**SUPPLIED MATERIAL:**
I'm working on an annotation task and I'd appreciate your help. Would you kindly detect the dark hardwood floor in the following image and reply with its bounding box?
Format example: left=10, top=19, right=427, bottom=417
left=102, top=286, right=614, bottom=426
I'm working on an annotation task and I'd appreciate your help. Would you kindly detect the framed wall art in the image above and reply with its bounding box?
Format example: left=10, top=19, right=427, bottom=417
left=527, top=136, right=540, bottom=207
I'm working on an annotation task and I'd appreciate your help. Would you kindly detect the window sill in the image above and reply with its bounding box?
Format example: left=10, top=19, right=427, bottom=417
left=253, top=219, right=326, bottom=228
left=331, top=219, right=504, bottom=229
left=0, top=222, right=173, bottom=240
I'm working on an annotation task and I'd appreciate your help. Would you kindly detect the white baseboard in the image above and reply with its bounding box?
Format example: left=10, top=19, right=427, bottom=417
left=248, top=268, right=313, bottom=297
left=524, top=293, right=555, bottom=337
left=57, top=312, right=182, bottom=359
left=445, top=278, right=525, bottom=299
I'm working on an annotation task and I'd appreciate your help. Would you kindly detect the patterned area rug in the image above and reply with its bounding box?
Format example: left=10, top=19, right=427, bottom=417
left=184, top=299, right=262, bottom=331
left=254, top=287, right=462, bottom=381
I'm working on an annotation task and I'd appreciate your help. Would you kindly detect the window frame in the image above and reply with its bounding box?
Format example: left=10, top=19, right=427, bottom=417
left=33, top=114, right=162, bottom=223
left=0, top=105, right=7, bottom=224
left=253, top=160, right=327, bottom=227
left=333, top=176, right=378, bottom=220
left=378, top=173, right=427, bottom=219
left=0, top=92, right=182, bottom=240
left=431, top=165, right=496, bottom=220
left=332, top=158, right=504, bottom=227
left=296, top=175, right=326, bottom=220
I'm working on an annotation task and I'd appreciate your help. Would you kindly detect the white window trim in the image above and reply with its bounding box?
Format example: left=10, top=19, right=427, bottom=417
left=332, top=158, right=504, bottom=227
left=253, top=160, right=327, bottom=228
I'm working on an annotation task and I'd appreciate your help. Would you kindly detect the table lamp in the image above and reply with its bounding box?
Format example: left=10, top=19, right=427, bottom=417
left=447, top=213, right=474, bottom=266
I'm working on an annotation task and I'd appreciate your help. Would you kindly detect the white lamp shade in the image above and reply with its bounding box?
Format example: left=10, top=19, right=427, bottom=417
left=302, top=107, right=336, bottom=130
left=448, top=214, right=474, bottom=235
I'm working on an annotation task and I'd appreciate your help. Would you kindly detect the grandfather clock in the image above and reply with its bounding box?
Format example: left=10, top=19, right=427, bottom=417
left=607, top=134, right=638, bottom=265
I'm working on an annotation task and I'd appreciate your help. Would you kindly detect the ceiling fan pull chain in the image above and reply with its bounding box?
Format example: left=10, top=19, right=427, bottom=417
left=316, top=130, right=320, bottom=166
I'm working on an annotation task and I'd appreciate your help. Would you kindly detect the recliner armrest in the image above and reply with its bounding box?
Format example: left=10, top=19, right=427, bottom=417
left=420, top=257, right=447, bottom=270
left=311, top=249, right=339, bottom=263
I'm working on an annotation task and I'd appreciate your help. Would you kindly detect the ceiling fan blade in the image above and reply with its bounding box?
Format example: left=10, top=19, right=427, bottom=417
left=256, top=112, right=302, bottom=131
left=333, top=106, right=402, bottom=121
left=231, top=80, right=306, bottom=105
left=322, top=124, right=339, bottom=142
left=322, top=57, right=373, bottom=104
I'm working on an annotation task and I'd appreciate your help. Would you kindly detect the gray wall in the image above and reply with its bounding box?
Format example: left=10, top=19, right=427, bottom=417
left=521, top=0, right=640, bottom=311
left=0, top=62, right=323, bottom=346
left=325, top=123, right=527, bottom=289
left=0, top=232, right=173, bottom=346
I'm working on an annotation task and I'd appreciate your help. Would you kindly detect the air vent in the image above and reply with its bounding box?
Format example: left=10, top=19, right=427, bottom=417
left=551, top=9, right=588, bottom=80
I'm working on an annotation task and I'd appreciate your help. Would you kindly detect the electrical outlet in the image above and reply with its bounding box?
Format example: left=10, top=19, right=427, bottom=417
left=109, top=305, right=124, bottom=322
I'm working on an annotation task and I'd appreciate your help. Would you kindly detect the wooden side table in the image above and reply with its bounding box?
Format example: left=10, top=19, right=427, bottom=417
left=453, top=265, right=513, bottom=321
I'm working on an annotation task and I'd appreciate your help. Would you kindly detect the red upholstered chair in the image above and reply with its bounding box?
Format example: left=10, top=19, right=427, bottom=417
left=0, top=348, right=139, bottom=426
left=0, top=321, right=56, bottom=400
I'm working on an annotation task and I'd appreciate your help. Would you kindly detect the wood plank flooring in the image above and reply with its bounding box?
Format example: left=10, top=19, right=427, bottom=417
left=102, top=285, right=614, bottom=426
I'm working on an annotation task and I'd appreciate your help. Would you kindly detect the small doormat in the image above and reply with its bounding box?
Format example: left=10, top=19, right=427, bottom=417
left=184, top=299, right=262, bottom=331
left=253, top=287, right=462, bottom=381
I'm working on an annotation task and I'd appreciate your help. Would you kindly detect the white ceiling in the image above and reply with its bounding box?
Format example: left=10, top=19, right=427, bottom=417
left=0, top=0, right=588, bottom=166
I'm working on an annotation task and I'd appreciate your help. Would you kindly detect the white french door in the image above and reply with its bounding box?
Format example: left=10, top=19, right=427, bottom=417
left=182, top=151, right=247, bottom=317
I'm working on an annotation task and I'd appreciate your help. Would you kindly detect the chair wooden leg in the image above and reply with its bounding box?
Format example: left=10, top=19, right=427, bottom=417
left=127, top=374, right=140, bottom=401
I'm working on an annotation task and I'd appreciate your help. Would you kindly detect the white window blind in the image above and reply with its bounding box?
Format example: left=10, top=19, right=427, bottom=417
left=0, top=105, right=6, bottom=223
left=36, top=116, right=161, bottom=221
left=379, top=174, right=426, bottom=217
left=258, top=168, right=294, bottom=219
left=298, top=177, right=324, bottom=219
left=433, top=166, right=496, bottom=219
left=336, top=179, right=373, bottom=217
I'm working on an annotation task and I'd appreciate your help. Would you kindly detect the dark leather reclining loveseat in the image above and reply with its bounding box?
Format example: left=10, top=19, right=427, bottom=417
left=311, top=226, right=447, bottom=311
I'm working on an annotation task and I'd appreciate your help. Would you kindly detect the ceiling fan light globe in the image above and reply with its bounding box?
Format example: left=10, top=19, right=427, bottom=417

**WRITTEN REQUEST:**
Quote the listing in full, please, keeping every line exact.

**OUTPUT FOR THIS EXERCISE:**
I'm working on an annotation task and I'd appreciate your help. Would you kindly detect the dark hardwood floor in the following image and reply with its bounding box?
Format example: left=10, top=19, right=427, bottom=417
left=102, top=286, right=614, bottom=426
I'm working on an annotation task and I'd appreciate your help. Would you kindly detect the framed wall art in the image above and reply with its bounding box?
Format example: left=10, top=19, right=427, bottom=417
left=527, top=136, right=540, bottom=207
I'm working on an annotation task and I'd appreciate your help. Would you kindly detect the window sill in the image above and reply with its bounding box?
Format example: left=10, top=19, right=427, bottom=417
left=253, top=219, right=326, bottom=228
left=331, top=219, right=504, bottom=229
left=0, top=222, right=173, bottom=240
I'm working on an annotation task and I'd appreciate your help. Would you kindly detect the white baseboard in the image above and reply with its bounding box?
Format example: left=10, top=19, right=427, bottom=417
left=248, top=268, right=313, bottom=297
left=524, top=293, right=555, bottom=337
left=57, top=312, right=182, bottom=359
left=445, top=278, right=525, bottom=299
I'm working on an annotation task and I'd appreciate your help. Would you kindly detect the patterned area rug in the image above and reply with its bounding box?
Format example: left=10, top=19, right=427, bottom=417
left=184, top=299, right=262, bottom=331
left=254, top=287, right=462, bottom=381
I'm working on an annotation task and I'd appreciate your help. Would you kindly detect the window frame in the image above and reply with its bounding box?
Format example: left=10, top=19, right=427, bottom=417
left=33, top=114, right=162, bottom=223
left=0, top=105, right=7, bottom=224
left=253, top=160, right=327, bottom=227
left=333, top=176, right=378, bottom=220
left=378, top=173, right=427, bottom=219
left=0, top=92, right=182, bottom=240
left=431, top=165, right=496, bottom=220
left=332, top=158, right=504, bottom=227
left=296, top=175, right=326, bottom=220
I'm working on an annotation task and I'd appreciate your help. Would you kindly detect the white window trim in the image above and reply with its bounding box?
Format example: left=10, top=19, right=427, bottom=417
left=332, top=158, right=504, bottom=227
left=253, top=160, right=327, bottom=228
I'm working on an annotation task and I'd appreciate your help. Would you kindly detect the table lamp in the image above and reply with its bounding box?
Format example: left=10, top=19, right=427, bottom=417
left=447, top=213, right=474, bottom=266
I'm working on an annotation task and I'd appreciate your help. Would you kindly detect the white lamp shade in the image above and reply with its bounding box?
Format example: left=10, top=19, right=427, bottom=417
left=302, top=107, right=336, bottom=130
left=448, top=214, right=474, bottom=235
I'm working on an annotation task and I'd appreciate your help. Would you kindly detect the grandfather clock in the image above and reply with its bounding box?
Format example: left=10, top=19, right=427, bottom=417
left=607, top=134, right=638, bottom=265
I'm working on an annotation task and I'd appreciate your help. Would you kindly detect the ceiling fan pull chain in the image above and reply with its bounding box?
Format example: left=10, top=19, right=427, bottom=417
left=316, top=130, right=320, bottom=166
I'm working on an annotation task and I'd appreciate your help. Would you kindly detect the recliner armrest in the image above and reply with its bounding box?
Format example: left=10, top=19, right=427, bottom=417
left=420, top=257, right=447, bottom=270
left=311, top=249, right=339, bottom=263
I'm working on an annotation task and I'd appreciate your help. Would you kindly detect the ceiling fan blade in the image above and reply with its bounding box?
Format example: left=10, top=19, right=427, bottom=417
left=256, top=112, right=302, bottom=131
left=333, top=106, right=402, bottom=121
left=231, top=80, right=306, bottom=105
left=322, top=124, right=339, bottom=142
left=322, top=57, right=373, bottom=104
I'm working on an annotation task and I'd appreciate your help. Would you kindly detect the gray wall in the image above and reply with its bounding box?
Format example: left=10, top=19, right=427, bottom=417
left=521, top=0, right=640, bottom=311
left=0, top=62, right=323, bottom=346
left=325, top=123, right=527, bottom=289
left=0, top=232, right=173, bottom=346
I'm working on an annotation task and I'd appreciate your help. Would you kindly detect the air vent in the image above and reply with its bounding box?
Format example: left=10, top=19, right=427, bottom=417
left=551, top=9, right=588, bottom=80
I'm working on an annotation task and I'd appreciate your help. Would you kindly detect the electrical outlet in the image above and reply with its bounding box?
Format example: left=10, top=19, right=427, bottom=417
left=109, top=305, right=124, bottom=322
I'm working on an annotation task and I'd appreciate your help. Would you kindly detect the wooden side table in the image above and reply with its bounding box?
Format example: left=10, top=19, right=427, bottom=417
left=453, top=265, right=513, bottom=321
I'm working on an annotation task and I'd appreciate your help. Would you kindly detect the red upholstered chair in the image above and reply with its bounding box?
Format example: left=10, top=19, right=427, bottom=417
left=0, top=348, right=139, bottom=426
left=0, top=321, right=56, bottom=400
I'm working on an annotation task and I'd appreciate your help. Would you kindly detect the wood plank flooring in the image above and reply with its bounding box?
Format example: left=10, top=19, right=427, bottom=417
left=102, top=285, right=614, bottom=426
I'm working on an annotation task and I'd appreciate your help. Would you kindly detect the small doormat in the image above and reply with its bounding box?
Format example: left=10, top=19, right=427, bottom=417
left=184, top=299, right=262, bottom=331
left=253, top=287, right=462, bottom=381
I'm working on an annotation task and I'd appreciate your help. Would you kindly detect the white ceiling in the image above and reply with its bounding box?
Format example: left=10, top=19, right=427, bottom=417
left=0, top=0, right=588, bottom=166
I'm working on an annotation task and I'd appreciate your help. Would you kindly detect the white french door in the image above and reply with its bounding box?
Format example: left=10, top=19, right=427, bottom=417
left=182, top=151, right=247, bottom=317
I'm working on an annotation task and I'd appreciate your help. Would you kindly detect the chair wooden leg in the image above and reply with its bounding box?
Format example: left=10, top=19, right=427, bottom=417
left=127, top=374, right=140, bottom=401
I'm working on an annotation task and I'd appreciate your help. Would you kindly detect the white window blind in the image above and reply with its bounding box?
Format example: left=10, top=19, right=427, bottom=417
left=0, top=105, right=6, bottom=223
left=36, top=116, right=161, bottom=221
left=379, top=174, right=426, bottom=217
left=258, top=168, right=294, bottom=219
left=298, top=177, right=324, bottom=219
left=433, top=166, right=496, bottom=219
left=336, top=179, right=373, bottom=217
I'm working on an annotation task and I'd appreciate your help. Would you kindly detect the dark leather reclining loveseat in the image above and reply with its bounding box?
Format example: left=10, top=19, right=427, bottom=417
left=311, top=226, right=447, bottom=311
I'm working on an annotation task and I'd appreciate your help. Would you kindly detect the ceiling fan light globe in the image above and reply with its bounding box?
Format example: left=10, top=19, right=427, bottom=417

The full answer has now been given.